## Work item
Would you repeat each line below precisely as it stands?

"""

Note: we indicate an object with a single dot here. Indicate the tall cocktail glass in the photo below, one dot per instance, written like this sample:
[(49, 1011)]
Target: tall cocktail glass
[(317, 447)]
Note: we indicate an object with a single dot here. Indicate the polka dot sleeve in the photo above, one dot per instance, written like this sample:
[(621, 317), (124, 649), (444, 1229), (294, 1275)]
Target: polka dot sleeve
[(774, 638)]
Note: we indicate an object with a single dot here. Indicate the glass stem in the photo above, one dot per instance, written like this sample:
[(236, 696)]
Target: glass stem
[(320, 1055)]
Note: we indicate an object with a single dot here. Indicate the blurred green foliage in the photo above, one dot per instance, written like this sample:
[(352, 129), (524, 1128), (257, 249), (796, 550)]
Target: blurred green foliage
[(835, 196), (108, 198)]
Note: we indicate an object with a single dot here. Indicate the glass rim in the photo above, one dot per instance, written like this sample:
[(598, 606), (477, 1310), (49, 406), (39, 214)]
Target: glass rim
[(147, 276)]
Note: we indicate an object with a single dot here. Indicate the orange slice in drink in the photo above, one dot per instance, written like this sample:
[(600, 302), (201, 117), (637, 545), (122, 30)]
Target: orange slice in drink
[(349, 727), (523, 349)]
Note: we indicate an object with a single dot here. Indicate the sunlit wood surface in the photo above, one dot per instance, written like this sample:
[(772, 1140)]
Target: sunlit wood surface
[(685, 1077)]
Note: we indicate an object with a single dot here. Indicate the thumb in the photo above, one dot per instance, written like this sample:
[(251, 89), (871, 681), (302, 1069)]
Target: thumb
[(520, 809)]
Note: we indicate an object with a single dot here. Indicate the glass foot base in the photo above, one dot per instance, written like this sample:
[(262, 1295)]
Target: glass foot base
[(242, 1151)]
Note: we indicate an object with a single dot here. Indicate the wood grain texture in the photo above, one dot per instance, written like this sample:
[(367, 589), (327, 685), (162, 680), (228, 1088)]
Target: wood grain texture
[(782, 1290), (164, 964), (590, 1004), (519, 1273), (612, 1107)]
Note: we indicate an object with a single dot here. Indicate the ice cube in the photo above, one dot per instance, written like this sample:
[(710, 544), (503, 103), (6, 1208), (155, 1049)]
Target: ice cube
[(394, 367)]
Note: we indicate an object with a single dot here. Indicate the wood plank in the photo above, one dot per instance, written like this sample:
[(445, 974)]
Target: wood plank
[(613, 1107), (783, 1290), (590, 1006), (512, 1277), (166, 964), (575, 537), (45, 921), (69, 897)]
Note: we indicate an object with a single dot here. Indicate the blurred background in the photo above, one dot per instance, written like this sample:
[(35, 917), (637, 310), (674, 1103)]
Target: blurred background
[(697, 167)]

"""

## Answer to the exercise
Note: we indicate an object with a single dot here. Indicate the tall cocktail glass in the photo below, one dot per instance, written like this sample:
[(49, 1011)]
Target: tall cocktail glass
[(317, 447)]
Note: we indicate an object with a single dot here. Indicate the polka dot sleeve in the photo above, one dot per instance, written like this sample:
[(621, 317), (124, 649), (444, 1229), (294, 1275)]
Target: polka dot sleeve
[(774, 638)]
Note: we indicate an object with a single dot here. Indicate the glass stem in the photo above, one dot per instance, written like this sample:
[(236, 696)]
Target: glass stem
[(320, 1055)]
Note: we indicate an object with a single dot here. Indicate the blurred green foliage in the photo above, one dot per instance, written like this sample:
[(352, 129), (524, 1128), (257, 249), (796, 550)]
Target: blurred green foliage
[(835, 196), (108, 198)]
Note: we indicate an object with a single dot here. Indicate the glass rim in the photo above, one dot per instance, written like this sample:
[(598, 606), (477, 1310), (49, 406), (39, 214)]
Target: glass rim
[(147, 276)]
Note: we indicate an object with a single dot here. Indicate the orange slice in drink in the photo above, one dot per instance, written like this sample:
[(600, 302), (201, 117), (637, 545), (122, 30)]
Target: orange slice in drink
[(349, 727), (523, 349)]
Note: we indicate an object with a single dot here. Indicate the sunlit wood surface in the photo above, one dot per instance, written like this sample:
[(772, 1140)]
Target: sunlit wood surface
[(685, 1077)]
Note: we indicate an object with a single dot here. Indicate the thumb in the photo above, one dot per instance, written like this sample:
[(251, 89), (871, 681), (302, 1069)]
Target: thumb
[(520, 809)]
Note: we indicate an object with a single dot here. Indicate the glass foot base in the photo above, one dot per instance, written like this sample:
[(262, 1295)]
Target: glass foot base
[(242, 1151)]
Note: we indicate an object with a single dot here. Indicate the wood grain texture in the photo above, one dot per instance, written like this sample:
[(367, 589), (327, 685), (162, 680), (228, 1088)]
Target: wood grain texture
[(782, 1290), (164, 964), (590, 1004), (519, 1273), (612, 1107)]
Note: we indicate an object with a single dot here. Indicate the ice cube in the photo above, one dot per instance, written like this sample:
[(710, 544), (503, 103), (6, 1208), (155, 1049)]
Target: ice cube
[(394, 367)]
Note: we indicate an object with a single dot here. Indicate the wood plank in the photo above, one dot per instance, written like this sample:
[(445, 974)]
Target: wood plank
[(613, 1107), (783, 1290), (590, 1006), (512, 1277), (166, 964), (575, 537), (45, 921), (69, 897)]
Note: we indicate an object with a single dot here. Indicate the blurred background in the photo above, one dot per instance, written like this sample:
[(35, 917), (637, 310), (674, 1103)]
Target: blurred background
[(697, 167)]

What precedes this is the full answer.